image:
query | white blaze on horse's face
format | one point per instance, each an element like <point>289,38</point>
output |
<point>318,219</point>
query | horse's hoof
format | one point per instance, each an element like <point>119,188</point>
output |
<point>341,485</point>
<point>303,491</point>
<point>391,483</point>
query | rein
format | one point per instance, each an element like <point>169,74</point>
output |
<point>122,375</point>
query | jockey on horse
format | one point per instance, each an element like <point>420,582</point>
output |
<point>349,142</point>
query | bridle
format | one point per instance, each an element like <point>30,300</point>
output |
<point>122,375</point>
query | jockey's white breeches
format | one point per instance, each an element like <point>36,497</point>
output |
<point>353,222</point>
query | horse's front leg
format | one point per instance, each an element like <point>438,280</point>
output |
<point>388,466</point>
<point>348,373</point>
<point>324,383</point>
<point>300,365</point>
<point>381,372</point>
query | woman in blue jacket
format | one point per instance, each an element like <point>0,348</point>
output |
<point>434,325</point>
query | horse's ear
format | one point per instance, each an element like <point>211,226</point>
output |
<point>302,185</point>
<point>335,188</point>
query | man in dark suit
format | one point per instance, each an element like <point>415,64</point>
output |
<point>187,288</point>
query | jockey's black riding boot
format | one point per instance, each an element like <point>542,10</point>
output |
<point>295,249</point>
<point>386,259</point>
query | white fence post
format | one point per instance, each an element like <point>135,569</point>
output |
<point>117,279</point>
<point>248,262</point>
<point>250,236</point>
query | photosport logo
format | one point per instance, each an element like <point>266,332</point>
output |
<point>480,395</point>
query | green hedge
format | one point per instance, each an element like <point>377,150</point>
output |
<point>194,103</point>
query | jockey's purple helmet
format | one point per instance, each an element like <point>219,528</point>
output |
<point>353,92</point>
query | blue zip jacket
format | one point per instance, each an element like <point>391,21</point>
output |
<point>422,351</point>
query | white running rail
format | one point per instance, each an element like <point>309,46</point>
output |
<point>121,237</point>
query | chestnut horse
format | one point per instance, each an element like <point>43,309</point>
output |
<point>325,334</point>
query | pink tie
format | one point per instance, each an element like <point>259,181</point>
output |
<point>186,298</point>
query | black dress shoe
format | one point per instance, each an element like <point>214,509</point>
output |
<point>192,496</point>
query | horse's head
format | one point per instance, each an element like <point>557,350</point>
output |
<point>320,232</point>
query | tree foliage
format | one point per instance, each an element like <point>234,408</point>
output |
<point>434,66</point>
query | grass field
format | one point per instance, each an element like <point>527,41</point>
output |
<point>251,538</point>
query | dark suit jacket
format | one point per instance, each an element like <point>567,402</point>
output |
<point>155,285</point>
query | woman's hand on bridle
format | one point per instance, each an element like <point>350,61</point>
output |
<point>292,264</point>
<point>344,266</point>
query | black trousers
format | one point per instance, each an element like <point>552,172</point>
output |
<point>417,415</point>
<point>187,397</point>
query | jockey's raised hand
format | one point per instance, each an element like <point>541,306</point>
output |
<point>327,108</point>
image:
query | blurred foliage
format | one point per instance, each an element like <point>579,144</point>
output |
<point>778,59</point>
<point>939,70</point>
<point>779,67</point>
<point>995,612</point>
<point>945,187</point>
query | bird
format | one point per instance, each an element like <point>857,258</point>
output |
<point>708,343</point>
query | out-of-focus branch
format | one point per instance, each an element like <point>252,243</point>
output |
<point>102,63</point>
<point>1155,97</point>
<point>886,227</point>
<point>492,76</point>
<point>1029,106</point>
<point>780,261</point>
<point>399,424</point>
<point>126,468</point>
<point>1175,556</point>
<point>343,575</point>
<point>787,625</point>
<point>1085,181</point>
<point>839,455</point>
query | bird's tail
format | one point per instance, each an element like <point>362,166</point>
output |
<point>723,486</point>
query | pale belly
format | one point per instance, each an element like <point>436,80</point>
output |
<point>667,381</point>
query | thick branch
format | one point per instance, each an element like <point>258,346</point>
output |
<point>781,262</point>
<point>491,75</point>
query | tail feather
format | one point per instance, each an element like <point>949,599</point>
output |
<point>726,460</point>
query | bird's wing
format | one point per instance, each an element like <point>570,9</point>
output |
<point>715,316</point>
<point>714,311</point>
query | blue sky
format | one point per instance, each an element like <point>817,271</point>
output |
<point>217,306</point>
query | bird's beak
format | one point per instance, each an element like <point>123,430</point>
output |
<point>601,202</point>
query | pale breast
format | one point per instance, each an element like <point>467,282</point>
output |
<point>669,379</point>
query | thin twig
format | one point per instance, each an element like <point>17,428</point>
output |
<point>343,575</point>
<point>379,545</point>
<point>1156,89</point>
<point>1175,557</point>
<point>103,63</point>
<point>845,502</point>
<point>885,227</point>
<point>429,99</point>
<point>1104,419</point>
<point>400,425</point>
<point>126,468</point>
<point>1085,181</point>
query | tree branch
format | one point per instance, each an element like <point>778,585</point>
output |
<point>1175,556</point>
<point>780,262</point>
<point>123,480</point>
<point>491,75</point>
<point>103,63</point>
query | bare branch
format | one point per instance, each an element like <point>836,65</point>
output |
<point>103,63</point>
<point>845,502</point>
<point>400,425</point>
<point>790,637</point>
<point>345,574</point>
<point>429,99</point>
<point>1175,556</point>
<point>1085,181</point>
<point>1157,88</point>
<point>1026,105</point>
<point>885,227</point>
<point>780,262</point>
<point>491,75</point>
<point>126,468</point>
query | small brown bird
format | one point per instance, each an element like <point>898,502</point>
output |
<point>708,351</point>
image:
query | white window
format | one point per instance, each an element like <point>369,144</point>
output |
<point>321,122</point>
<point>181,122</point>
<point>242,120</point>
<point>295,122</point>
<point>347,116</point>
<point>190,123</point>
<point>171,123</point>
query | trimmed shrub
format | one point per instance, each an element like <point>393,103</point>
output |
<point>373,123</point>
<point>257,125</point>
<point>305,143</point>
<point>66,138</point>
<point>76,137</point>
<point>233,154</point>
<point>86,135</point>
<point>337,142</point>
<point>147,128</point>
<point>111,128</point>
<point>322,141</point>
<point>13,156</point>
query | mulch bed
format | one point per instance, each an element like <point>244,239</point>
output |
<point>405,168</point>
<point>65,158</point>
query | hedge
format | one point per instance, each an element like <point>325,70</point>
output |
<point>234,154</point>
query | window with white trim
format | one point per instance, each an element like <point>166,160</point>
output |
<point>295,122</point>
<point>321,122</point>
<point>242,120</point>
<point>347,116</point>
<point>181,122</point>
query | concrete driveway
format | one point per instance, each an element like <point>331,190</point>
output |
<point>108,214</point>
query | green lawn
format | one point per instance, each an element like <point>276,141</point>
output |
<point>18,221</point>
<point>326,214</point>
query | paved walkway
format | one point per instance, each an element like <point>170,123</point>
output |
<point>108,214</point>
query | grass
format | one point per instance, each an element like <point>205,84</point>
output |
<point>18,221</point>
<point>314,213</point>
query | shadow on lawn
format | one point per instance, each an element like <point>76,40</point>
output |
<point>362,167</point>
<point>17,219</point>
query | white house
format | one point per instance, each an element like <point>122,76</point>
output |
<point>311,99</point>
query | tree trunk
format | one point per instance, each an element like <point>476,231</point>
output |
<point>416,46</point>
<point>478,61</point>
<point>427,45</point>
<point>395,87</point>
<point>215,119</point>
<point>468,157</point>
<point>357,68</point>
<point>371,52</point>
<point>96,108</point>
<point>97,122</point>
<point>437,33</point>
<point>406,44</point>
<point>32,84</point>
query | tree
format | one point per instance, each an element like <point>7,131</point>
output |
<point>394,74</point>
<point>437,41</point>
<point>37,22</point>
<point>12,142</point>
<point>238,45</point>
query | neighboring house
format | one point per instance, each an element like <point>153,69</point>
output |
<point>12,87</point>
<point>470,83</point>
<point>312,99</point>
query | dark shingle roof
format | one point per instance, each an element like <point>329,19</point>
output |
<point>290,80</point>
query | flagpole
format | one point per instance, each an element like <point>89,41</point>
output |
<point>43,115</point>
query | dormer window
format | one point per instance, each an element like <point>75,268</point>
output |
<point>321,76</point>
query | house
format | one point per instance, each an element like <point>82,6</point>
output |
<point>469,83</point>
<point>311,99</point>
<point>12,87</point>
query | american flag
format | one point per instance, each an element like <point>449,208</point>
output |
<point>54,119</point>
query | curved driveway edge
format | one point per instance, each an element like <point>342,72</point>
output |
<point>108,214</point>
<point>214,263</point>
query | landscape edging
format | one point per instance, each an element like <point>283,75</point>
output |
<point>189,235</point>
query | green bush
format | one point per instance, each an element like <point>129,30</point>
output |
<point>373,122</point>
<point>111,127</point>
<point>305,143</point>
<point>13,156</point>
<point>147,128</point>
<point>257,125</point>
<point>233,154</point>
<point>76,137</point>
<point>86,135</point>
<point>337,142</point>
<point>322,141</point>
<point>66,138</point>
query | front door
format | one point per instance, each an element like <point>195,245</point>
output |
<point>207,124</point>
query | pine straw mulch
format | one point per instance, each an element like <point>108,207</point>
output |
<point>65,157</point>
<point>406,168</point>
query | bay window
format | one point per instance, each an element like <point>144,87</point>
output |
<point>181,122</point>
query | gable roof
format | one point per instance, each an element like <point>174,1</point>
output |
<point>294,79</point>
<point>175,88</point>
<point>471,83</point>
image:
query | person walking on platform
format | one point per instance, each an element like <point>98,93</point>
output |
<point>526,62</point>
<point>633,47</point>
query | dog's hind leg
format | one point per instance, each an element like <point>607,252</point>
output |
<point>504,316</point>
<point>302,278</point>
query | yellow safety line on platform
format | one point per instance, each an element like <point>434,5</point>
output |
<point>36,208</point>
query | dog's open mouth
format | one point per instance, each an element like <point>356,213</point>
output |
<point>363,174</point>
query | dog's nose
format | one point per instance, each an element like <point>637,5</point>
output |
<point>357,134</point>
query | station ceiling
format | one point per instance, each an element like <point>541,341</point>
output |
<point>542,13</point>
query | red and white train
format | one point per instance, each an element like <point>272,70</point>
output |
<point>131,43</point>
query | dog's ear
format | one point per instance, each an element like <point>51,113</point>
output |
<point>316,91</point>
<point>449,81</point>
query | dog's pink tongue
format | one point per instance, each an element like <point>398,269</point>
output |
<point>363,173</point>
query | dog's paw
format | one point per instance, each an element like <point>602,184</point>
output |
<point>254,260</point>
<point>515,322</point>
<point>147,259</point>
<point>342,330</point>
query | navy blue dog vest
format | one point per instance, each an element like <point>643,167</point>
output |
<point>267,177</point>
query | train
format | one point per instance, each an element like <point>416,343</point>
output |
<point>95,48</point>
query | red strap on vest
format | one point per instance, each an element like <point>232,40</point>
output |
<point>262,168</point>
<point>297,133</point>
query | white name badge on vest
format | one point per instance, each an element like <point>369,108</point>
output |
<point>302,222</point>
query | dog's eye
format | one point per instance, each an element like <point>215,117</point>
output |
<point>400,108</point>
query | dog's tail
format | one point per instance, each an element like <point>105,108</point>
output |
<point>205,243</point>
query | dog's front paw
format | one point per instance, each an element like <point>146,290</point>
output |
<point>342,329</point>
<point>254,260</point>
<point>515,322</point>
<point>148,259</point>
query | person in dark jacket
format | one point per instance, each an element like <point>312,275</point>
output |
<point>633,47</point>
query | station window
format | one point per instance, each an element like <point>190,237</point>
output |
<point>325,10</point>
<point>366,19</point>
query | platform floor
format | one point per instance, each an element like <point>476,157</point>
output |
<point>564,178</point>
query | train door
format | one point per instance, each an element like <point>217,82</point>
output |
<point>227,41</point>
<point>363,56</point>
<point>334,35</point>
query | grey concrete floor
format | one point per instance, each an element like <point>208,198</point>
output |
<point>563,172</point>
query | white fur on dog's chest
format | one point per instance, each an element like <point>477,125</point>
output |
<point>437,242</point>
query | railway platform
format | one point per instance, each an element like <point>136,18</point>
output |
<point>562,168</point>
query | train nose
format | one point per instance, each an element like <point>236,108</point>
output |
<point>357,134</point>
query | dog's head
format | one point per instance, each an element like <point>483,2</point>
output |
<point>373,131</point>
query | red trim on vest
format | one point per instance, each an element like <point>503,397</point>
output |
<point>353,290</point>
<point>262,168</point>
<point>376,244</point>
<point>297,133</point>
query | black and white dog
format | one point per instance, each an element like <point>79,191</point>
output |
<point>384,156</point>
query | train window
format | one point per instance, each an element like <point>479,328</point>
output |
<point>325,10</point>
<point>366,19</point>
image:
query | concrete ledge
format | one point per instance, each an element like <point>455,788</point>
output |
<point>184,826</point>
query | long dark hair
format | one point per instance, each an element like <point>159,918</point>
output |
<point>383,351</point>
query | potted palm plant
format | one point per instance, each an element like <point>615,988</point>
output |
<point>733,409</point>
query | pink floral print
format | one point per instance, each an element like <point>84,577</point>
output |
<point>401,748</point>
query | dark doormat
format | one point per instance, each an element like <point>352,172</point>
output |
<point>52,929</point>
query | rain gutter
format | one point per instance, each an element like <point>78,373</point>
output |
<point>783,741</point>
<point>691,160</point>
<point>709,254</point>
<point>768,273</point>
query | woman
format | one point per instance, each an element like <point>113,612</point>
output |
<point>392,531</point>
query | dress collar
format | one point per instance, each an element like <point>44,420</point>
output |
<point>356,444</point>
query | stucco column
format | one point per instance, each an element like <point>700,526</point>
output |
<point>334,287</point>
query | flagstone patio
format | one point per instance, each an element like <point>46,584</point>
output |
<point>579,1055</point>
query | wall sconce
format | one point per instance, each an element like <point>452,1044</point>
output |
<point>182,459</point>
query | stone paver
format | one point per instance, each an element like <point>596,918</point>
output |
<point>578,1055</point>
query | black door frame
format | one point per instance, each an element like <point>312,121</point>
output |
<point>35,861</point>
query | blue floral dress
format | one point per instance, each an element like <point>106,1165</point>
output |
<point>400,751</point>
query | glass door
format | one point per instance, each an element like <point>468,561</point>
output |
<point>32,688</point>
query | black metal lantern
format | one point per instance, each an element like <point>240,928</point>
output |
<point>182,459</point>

· · ·

** EXERCISE **
Copy the lines of the data above verbatim, starting at the line containing "query | horse's ear" and ending with the line containing "<point>121,237</point>", both included.

** RESULT BELOW **
query | horse's ear
format | one point per instance, each an element like <point>211,226</point>
output |
<point>302,185</point>
<point>335,188</point>
query | man in dark suit
format | one point per instance, each an element like <point>415,64</point>
output |
<point>187,288</point>
query | jockey's black riding boot
format | one point per instance, each an element like <point>542,10</point>
output |
<point>295,249</point>
<point>386,259</point>
query | white fence post
format | one point per instance, each an element like <point>135,569</point>
output |
<point>117,279</point>
<point>248,262</point>
<point>250,236</point>
query | photosport logo
format | one point per instance, each an element like <point>266,332</point>
output |
<point>480,395</point>
query | green hedge
format | one point per instance, each an element like <point>377,150</point>
output |
<point>194,103</point>
query | jockey's purple helmet
format | one point per instance, each an element like <point>219,528</point>
output |
<point>353,92</point>
query | blue zip jacket
format | one point per instance, each an element like <point>391,21</point>
output |
<point>422,351</point>
query | white running rail
format | one point per instance, each an element like <point>309,46</point>
output |
<point>121,237</point>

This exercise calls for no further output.